▶ _PROBLEM DETAILS_:
Please convert every line of the listing below into a JSON list of strings, one string per line, with blank lines skipped. Leave the pictures out of your answer.

[Point annotations for photos]
--- --- ---

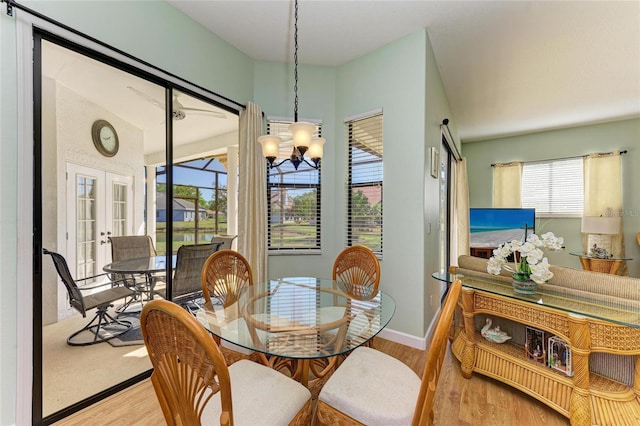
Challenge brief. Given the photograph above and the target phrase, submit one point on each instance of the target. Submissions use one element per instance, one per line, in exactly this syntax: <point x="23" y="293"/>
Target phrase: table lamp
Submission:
<point x="599" y="230"/>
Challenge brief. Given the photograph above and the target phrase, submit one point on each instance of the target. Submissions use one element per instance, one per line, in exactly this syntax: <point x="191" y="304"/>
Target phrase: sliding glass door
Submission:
<point x="106" y="133"/>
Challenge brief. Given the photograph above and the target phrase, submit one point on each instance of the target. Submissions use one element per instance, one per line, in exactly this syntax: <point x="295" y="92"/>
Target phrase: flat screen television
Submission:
<point x="492" y="227"/>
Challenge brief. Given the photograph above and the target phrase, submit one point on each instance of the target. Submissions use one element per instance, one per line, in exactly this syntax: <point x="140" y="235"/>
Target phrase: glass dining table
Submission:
<point x="300" y="324"/>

--- --- ---

▶ _TASK OUTPUT_:
[
  "Challenge brief. Given the photograph above and the target phrase, submit one point on each instance of the target. Submissions use one element per instance, one per line, in exactly this syntax: <point x=\"23\" y=\"293\"/>",
  "Target phrase: table lamp",
  "Submission:",
  "<point x=\"599\" y=\"230\"/>",
  "Challenge brief. Given the photograph above and the target phrase, submit one point on each instance of the target. Submissions use one element per instance, one per line, in exactly this syntax: <point x=\"191\" y=\"304\"/>",
  "Target phrase: sliding glass door",
  "Submission:",
  "<point x=\"106\" y=\"133\"/>",
  "Challenge brief. Given the photograph above and the target phrase, submit one point on each instance of the target. Submissions use one element per instance, one per line, in exactly this syntax: <point x=\"295\" y=\"92\"/>",
  "Target phrase: flat screen television",
  "Submission:",
  "<point x=\"492\" y=\"227\"/>",
  "Challenge brief. Given the photograph above and the target phrase, submit one point on each instance of the target. Submissions use one element per instance, one per line, in exactly this syntax: <point x=\"140\" y=\"235\"/>",
  "Target phrase: glass dining table",
  "Submission:",
  "<point x=\"300\" y=\"324\"/>"
]